__Görev 1__. Aşağıdaki listede "cucumber" sözcüğünü içeren satırların hepsini seçip kopyalayın.

__Belge__.
▶
24 Ekim 2021 19:06

İTÜ’de rektörlük ve vakıflar arasındaki kavga büyüyor

İstanbul Teknik Üniversitesi Rektörlüğü ile İTÜ Geliştirme Vakfı arasında gerilim kampüs içerisine de sirayet ederek belirli taşınmazlar üzerinden görünür bir gerginliğe dönüşmüş durumda.

Fotoğraf: A.Savin/Wikimedia Commons (Free Art License 1.3)

Paylaş

Metin Berk SÜER
İTÜ

Son aylarda İstanbul Teknik Üniversitesi Rektörlüğü ile 1993 yılında dönemin rektörü ile birlikte mezunların kurmuş olduğu İTÜ Geliştirme Vakfı arasında ipler hayli gergin. Karşılıklı yapılan suçlama ve savunma açıklamaları kampüs içerisine de sirayet ederek belirli taşınmazlar üzerinden görünür bir gerginliğe dönüşmüş durumda.

REKTÖRLÜK-VAKIF ÇEKİŞMESİ GÖRÜNÜR HALE GELİYOR

Olayların başlangıcını 11 Eylül’de İTÜ Rektörlüğü’nün kampüs içerisinde bulunan ve işletmesi  İTÜ Geliştirme Vakfı’na bağlı Arı Kültürel AŞ. Tarafından sürdürülen Zeynep Birkan Kız Öğrenci Yurdu’nu fiili olarak işgal etmesiyle başladı. İTÜ Rektörlüğü yaşanan olayı yurdun işletme sözleşmesinin süresinin dolduğunu ve vakfa gerekli ihtarlar yapılmasına rağmen yurt boşaltılmadığı için hukuki dayanaklarla el konulduğunu bir açıklama yaparak duyurdu. Açıklamada ayrıca İTÜ öğrencilerinin yurt ihtiyaçlarını çözmenin oldukça acil olduğunu belirten rektörlük, vakfı da yurt sorununu yaratan sebeplerden birisi olarak hedef tahtasına koydu. İTÜ yurtlarının İTÜ’lü öğrencilerin olduğunu ve hiçbir vakfa peşkeş çekilemeyeceğini belirten rektörlük, aynı zamanda vakfın bu zamana kadar yurtları fahiş zamlarla işlettiğini de bir açıdan teşhir etmiş oldu. Bu adımla birlikte İTÜ tarihinde uzun yıllardır yaşanmayan bir sürecin fitili ateşlenmiş oldu. İTÜ Rektörlüğü ilk defa  İTÜ Geliştirme Vakfı’nın işletmesinde olan bir yurda el koyma adımını atarak yurdun işletmesinin İTÜ Sağlık, Kültür ve Spor Daire Başkanlığı’na devredildiğini açıkladı.
◀
__Görev 2__. Yukarıdaki, İTÜ Rektörlüğü ile İTÜ Geliştirme Vakfı arasındaki anlaşmazlığı anlatan haberi son cümlesinden sonra genişleterek sürdürün.

(İşaretleme listesi)
▶
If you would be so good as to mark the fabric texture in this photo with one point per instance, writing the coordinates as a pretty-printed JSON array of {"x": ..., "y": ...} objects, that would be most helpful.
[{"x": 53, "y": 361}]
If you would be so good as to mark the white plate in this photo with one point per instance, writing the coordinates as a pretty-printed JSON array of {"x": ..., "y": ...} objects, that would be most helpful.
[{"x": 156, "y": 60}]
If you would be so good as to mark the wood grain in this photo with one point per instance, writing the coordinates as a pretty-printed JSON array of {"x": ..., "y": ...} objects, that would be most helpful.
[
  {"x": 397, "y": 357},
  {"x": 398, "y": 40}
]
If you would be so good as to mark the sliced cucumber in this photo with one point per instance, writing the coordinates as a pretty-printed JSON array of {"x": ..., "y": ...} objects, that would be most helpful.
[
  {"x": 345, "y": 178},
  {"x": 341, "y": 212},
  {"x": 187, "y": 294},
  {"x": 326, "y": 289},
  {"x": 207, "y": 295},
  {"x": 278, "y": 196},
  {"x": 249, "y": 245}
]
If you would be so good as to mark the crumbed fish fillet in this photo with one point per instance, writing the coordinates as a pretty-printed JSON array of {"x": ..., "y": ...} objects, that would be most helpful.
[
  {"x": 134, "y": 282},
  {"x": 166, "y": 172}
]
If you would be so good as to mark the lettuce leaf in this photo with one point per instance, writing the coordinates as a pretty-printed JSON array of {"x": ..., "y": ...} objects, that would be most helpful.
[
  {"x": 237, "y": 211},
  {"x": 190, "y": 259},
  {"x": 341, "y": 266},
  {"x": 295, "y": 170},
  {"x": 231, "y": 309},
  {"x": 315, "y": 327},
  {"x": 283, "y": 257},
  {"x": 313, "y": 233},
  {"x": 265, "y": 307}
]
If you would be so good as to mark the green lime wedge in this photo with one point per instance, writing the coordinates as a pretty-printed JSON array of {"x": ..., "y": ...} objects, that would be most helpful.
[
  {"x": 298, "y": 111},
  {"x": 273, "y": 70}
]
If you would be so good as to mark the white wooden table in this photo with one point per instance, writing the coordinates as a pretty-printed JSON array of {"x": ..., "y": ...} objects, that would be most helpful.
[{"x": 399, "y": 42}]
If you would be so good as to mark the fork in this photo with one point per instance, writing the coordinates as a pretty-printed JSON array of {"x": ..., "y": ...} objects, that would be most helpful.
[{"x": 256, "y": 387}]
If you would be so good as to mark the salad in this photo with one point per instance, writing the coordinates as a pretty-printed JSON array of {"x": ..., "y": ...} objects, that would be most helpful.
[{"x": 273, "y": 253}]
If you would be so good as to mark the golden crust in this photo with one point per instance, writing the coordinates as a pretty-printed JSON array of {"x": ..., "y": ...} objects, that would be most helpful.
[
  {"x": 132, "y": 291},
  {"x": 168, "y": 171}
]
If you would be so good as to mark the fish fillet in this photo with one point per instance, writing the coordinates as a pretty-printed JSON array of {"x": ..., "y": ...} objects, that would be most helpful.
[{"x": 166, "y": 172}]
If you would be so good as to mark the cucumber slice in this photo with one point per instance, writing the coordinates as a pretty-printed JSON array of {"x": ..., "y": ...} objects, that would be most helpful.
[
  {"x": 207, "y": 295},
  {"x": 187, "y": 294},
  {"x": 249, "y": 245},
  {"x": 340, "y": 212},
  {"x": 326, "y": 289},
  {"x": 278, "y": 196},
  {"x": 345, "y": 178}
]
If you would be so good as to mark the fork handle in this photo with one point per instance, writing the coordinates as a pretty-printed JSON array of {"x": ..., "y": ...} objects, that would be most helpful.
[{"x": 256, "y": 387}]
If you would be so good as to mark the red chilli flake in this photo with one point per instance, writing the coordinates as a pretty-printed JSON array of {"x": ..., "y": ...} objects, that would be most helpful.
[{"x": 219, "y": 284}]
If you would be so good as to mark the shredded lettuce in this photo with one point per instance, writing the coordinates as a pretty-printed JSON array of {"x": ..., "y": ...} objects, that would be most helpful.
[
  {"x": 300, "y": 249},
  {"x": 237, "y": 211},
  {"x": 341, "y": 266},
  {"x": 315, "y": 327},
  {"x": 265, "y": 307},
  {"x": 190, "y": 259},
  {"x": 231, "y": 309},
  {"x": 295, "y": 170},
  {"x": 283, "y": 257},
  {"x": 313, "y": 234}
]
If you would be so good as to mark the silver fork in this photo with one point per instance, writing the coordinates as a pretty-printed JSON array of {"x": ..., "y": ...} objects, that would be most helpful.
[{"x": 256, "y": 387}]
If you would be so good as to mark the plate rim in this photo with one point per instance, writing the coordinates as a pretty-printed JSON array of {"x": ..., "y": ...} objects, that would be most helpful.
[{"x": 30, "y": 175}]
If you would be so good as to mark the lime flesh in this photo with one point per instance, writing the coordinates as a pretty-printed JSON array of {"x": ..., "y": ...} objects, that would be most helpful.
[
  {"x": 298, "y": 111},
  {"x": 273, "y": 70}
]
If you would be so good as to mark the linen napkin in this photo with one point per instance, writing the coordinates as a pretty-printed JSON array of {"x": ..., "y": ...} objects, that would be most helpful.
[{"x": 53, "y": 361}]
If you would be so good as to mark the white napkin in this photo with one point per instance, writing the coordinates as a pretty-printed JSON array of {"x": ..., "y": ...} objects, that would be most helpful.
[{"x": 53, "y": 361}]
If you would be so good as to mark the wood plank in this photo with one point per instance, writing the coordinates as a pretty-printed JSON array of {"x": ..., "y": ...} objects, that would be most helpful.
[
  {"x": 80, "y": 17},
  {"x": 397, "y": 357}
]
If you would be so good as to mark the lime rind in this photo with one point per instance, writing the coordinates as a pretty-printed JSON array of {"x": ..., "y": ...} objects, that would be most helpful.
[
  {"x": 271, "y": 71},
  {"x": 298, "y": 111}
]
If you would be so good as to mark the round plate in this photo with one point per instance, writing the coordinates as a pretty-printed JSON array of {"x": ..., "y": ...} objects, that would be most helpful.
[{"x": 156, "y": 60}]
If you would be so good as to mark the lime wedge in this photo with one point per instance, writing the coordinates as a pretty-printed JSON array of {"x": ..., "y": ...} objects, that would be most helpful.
◀
__Alıştırma Yanıtı 1__.
If you would be so good as to mark the sliced cucumber in this photo with one point per instance, writing the coordinates as a pretty-printed JSON array of {"x": ..., "y": ...} objects, that would be most helpful.
If you would be so good as to mark the cucumber slice in this photo with one point per instance, writing the coordinates as a pretty-printed JSON array of {"x": ..., "y": ...} objects, that would be most helpful.

__Alıştırma Yanıtı 2__.
İTÜ’DE VAKIF PASTASI EPEY BÜYÜK

Ortada bir anda fiili bir işgale kadar varan olayların yaşanmasına neden olan anlaşmazlıkları daha iyi anlamak için İTÜ Rektörlüğü ile İTÜ Geliştirme Vakfı arasındaki ilişkilere ve iki ayrı kurumun İTÜ’nün döner sermayesinde nasıl bir yer kapladığına bakmak gerekiyor.  İTÜ Geliştirme Vakfı bugün için İTÜ’nün kendi marka değeri olarak her alanda ön plana çıkardığı teknokentlarin de bağlı olduğu vakıf aynı zamanda. İTÜ içerisinde konumlanan 10 adet teknokent yapısı yönetici şirketi olan İTÜ Arı Teknokent isminde bir arada toplanmış durumda. Arı Teknokent yapılarının ekonomik pastadaki paylarını anlamak için 2020 yılı itibariyle burada ar-ge faaliyeti yürüten şirketlerin toplam cirosu 25 Milyar TL’ye ulaştığına ve toplam ihracat içerisinde de 780 Milyon Dolar’lık bir dilim yarattığına değinmekte fayda var. İTÜ Geliştirme Vakfı aynı zamanda İstanbul’da biri İTÜ Ayazağa Kampüsü içerisinde diğeri ise Beylerbeyi’nde olmak üzere 2; İzmir’de 1 adet kampüs ile toplam 5 adet okulda da anaokulundan liseye kadar söz sahibi durumda. Bununla birlikte İTÜ Ayazağa Kampüsü’nde 12 adet Gölet Yurdu, Ferhunde Birkan Kız Öğrenci Yurdu, Ayşe Birkan Öğrenci Yurdu da  İTÜ Geliştirme Vakfı’nın işlettiği diğer alanlar olarak İTÜ’de konumlanmış bir şekilde bulunmakta. İTÜ’de Geliştirme Vakfı haricinde faaliyet gösteren 2 vakıf daha bulunuyor. Bunlardan biri İTÜ Vakfı. Bu vakıf daha çok İTÜ’nün otel, restoran ve konferans alonu hizmeti veren taşınmazlarının işletmesi konusunda söz sahibi ve İTÜ Rektörlüğü ile daha doğal bir bağı var. Bunun haricindeki vakıf ise İTÜ ETA Vakfı. Bu vakıf da İTÜ’nün geçtiğimiz yıllarda satın aldığı Doğa Koleji’nin işletmesini elinde bulunduran ve kuruluşunda elektrik-elektronik alanında farklı sermaye gruplarının doğrudan dahli olan, bugün de sermaye grupları ile ilişkileri yüksek düzeyde olan bir vakıf özelliği taşımakta.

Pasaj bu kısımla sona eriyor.